# Cichlids Playing Tag?



## qwertmonkey (Jan 19, 2008)

Hi, 
I have two adult Jack Dempsey Cichlids acting strange. The male likes to chase the female around the tank. He's not nipping her fins. Her fins are flawless. She'll swim around the corner and he'll be right on her tail. (No pun intended.) What are they doing? It is just a harmless game or is he harassing her? Its not constant either. They will take a break for a while but then he starts again. Buy the way, they have spawned before and theres about 10 of their fry in the tank. (All about 3'' long) 

Thanks,
William


----------



## Gourami Swami (Jul 4, 2006)

No, they are not playing tag. He is chasing her out of agression.

Nice looking male BTW, but the female looks stressed.


----------



## Fish Taco (Jan 24, 2008)

Mine did that, i put a terracotta pot in side ways and guess what??!!! they laid eggs!!!!


----------



## Gump (Aug 2, 2006)

Your female looks like a male to me. Have you seen eggs? And i agree with GS the little one looks very stressed.


----------



## Gourami Swami (Jul 4, 2006)

yeah, the female may be a male. Can you get a good shot of the gill plate?


----------



## oliesminis (May 7, 2007)

nice looking fish on the right i agree the left one does look very stressed

sorry i dont no very much about cichlids


----------



## qwertmonkey (Jan 19, 2008)

I'm positive the smaller on is female. The previous owner said they have laid eggs. Right now, they are really sticking together. If the male strays away from the corner, the female swims up and rubs around him and nibbles on his body with her mouth. Also, the female's color is much darker now that it was when I took that picture. Why is that? The male has dug out a corner for her already, so I'm afraid he won't like it if I put a small flower pot in there. What do you all think?
▬▬▬
Stated task 1:
Please list each distinct username that posts in the cichlid forum thread.
Stated task 2:
Resume the cichlid forum thread after its final post.
The entries have nothing to do with this work.

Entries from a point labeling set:
▬▬▬
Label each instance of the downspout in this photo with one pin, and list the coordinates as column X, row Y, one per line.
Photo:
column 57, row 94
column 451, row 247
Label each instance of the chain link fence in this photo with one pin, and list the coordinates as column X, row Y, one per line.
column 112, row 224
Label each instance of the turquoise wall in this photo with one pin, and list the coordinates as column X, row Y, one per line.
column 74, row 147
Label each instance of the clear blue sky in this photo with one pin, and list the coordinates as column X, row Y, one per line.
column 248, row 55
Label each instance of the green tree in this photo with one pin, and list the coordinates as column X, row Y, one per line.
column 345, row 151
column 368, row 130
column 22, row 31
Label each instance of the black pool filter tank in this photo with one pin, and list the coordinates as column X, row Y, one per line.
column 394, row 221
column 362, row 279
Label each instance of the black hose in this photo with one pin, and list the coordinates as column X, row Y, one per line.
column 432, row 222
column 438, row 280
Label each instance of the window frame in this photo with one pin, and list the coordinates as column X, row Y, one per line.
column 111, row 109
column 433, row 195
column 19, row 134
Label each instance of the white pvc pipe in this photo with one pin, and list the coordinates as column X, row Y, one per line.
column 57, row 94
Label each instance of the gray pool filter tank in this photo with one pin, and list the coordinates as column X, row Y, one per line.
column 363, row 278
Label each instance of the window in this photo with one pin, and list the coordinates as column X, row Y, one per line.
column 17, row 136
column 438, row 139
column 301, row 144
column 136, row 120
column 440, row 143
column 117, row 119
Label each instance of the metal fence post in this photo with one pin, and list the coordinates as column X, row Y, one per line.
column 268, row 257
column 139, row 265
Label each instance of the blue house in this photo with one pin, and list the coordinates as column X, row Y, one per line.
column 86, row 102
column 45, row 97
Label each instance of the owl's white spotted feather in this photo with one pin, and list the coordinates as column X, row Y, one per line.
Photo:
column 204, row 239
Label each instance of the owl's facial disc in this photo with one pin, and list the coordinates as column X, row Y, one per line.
▬▬▬
Task result 1:
qwertmonkey, Gourami Swami, Fish Taco, Gump, oliesminis

Task result 2:
----------



## Buggy (Oct 17, 2006)

It's hard to tell from the pic but what size tank is that?


----------



## qwertmonkey (Jan 19, 2008)

Unfortunately, It's only a 29. I don't need any bashing from people telling me it's too small. I know that. I rescued these fish from someone who could not take care of them. They were barely holding on to their life. They are as happy as they can possibly be in a 29 gallon tank. I have a filter for a 55 gallon hooked up and the water stays clean.


----------



## Gourami Swami (Jul 4, 2006)

Well theres the problem. Not to flame or anything but in a 29 theres a good chance he WILL kill her.


----------



## Gump (Aug 2, 2006)

People will also say "they are a pair, and have breed before" to make a quick sale to someone looking to make fry. 

Also if one is in a corner and the other one comes and "nibbles" on the other when it moves around thats not happy behavior. Good luck.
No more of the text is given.